> _DOCUMENT SECTION_
Sunday, February 28, 2010


I found an interesting article about how the public's ignorance about how DNA matching works (and the FBI's work to ensure that it stays that way) when DNA is used to generate leads in cold cases by being compared to large databases.

The general gist goes like this. DNA matching works on markers - the more markers, the lower the probability that I've hit a coincidental match. The numbers that most people think of when they think about DNA matching (the FBI's standard numbers), say that the chances of a coincidental match are vanishingly remote - perhaps one in trillions. But that relies on 13 markets. Start bringing that number down, and the chances of a match start climbing. Got only five markers? Well, now you're in the one and about 1.1 million range. Sure that seems pretty small. But, if I'm applying that to a database of DNA samples and looking at any hits that come back - if there are one million samples in the database, I'm nearly assured of getting one hit - even if the actual perp isn't in the database at all. So in cases where there is no other evidence, and only a few markers, DNA isn't all that it's been cracked up to be. But, as the saying goes: They don't want you to know that. And therein lies the story.

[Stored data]
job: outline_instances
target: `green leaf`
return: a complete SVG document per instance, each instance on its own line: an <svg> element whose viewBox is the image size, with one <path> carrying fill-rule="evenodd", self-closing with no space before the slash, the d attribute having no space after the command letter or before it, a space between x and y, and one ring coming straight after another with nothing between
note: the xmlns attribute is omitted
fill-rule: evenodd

> _EXERCISE DIRECTIONS_
Reproduce the DNA matching passage from "Sunday, February 28, 2010" to "to large databases.".

> _WRITTEN ANSWER_
Sunday, February 28, 2010


I found an interesting article about how the public's ignorance about how DNA matching works (and the FBI's work to ensure that it stays that way) when DNA is used to generate leads in cold cases by being compared to large databases.